Ingevolge artikel 2.6.13, tweede lid, van de Rsa wordt na afloop van iedere subsidieperiode de subsidie voor de desbetreffende subsidieperiode vastgesteld.
4.3.
Op grond van artikel 4:46, tweede lid, aanhef en onder b, van de Algemene wet bestuursrecht (Awb) kan de subsidie lager worden vastgesteld indien de subsidie-ontvanger niet heeft voldaan aan de aan de subsidie verbonden verplichtingen.
4.4.
Op grond van artikel 4:95, vierde lid, tweede volzin, van de Awb kunnen onverschuldigd betaalde voorschotten worden teruggevorderd.
4.5.
Het bestreden besluit moet worden aangemerkt als een vaststellingsbeschikking als bedoeld in artikel 2.6.13, tweede lid, van de Rsa en artikel 4:46 van de Awb. Dit besluit dient tevens te worden aangemerkt als terugvorderingsbesluit als bedoeld in artikel 4:95 van de Awb.
4.6.
In geschil is de verantwoording van de door appellante gestelde gemaakte zorgkosten voor [naam A] en [naam D] .
4.7.
Appellante heeft niet voldaan aan alle uit artikel 2.6.9 van de Rsa voortvloeiende verplichtingen met betrekking tot de verantwoording. Nota’s of urendeclaraties ontbreken. Verder komen de afgesproken bedragen in de zorgovereenkomsten niet overeen met de bedragen op de verantwoordingsformulieren en met de bedragen die volgens de bankafschriften aan [naam D] en [naam A] zijn betaald. Bovendien stemmen de bedragen op de verantwoordingsformulieren niet overeen met de bedragen op de bankafschriften. Het Zorgkantoor is daarom op grond van artikel 4:46, tweede lid, aanhef en onder b, van de Awb bevoegd het pgb lager vast te stellen dan het bij de verlening bepaalde bedrag.
4.8.

Uit te voeren werk =
- 1) Kopieer een deel van het tekstfragment letterlijk: begin bij de woorden "Ingevolge artikel 2.6.13, tweede" en stop na de woorden "desbetreffende subsidieperiode vastgesteld.".
- 2) Welk artikel van de Awb biedt volgens het tekstfragment de grondslag om onverschuldigd betaalde voorschotten terug te vorderen?
- 3) Geef bij elk van de volgende beweringen aan of ze overeenstemt met het tekstfragment, met ja of nee en de beslissende woorden uit de tekst als letterlijk citaat.
(a) De subsidie wordt na afloop van iedere subsidieperiode vastgesteld.
(b) De bedragen op de verantwoordingsformulieren komen overeen met de bedragen op de bankafschriften.
(c) Het bestreden besluit geldt ook als terugvorderingsbesluit.
De records hebben niets met het tekstfragment te maken.

Getoond materiaal =
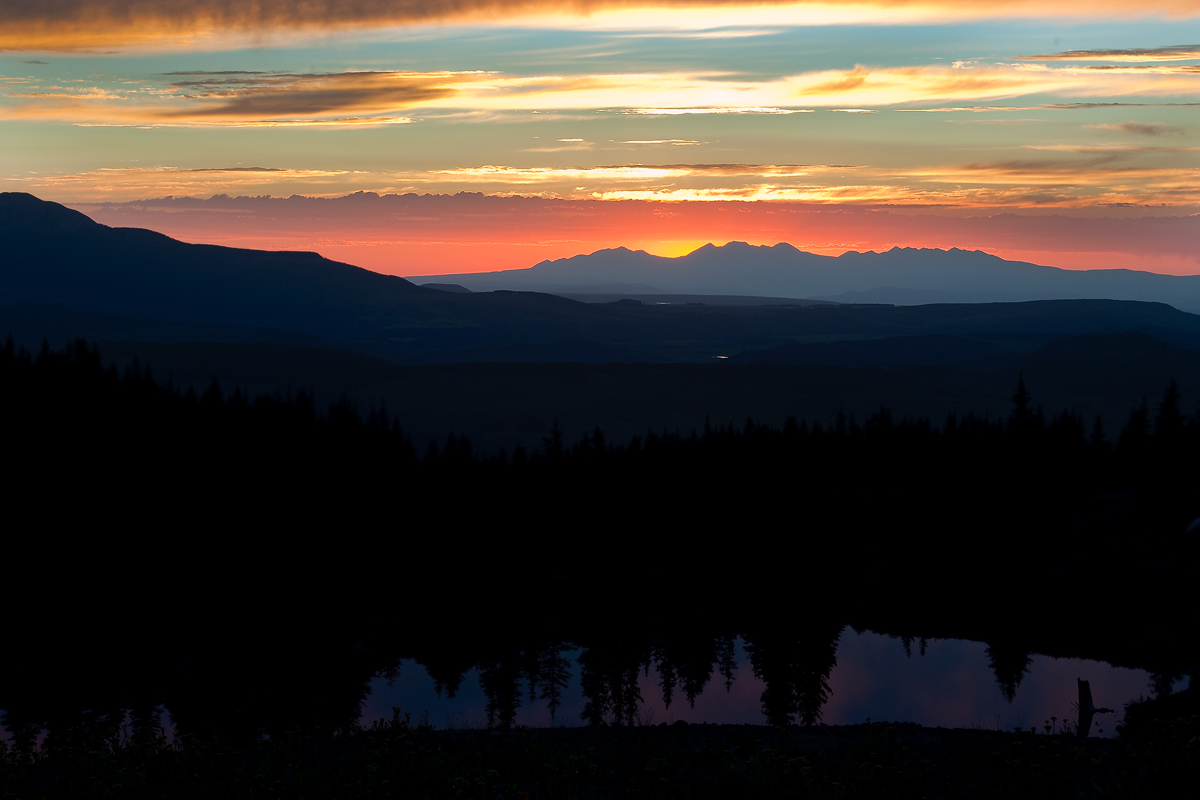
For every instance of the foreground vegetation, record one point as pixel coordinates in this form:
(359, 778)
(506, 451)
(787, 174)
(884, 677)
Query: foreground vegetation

Antwoorden per opdracht =
- 1)
Ingevolge artikel 2.6.13, tweede lid, van de Rsa wordt na afloop van iedere subsidieperiode de subsidie voor de desbetreffende subsidieperiode vastgesteld.

- 2) Artikel 4:95, vierde lid, tweede volzin, van de Awb.

- 3)
(a) Ja: "na afloop van iedere subsidieperiode de subsidie voor de desbetreffende subsidieperiode vastgesteld"
(b) Nee: "Bovendien stemmen de bedragen op de verantwoordingsformulieren niet overeen met de bedragen op de bankafschriften."
(c) Ja: "Dit besluit dient tevens te worden aangemerkt als terugvorderingsbesluit"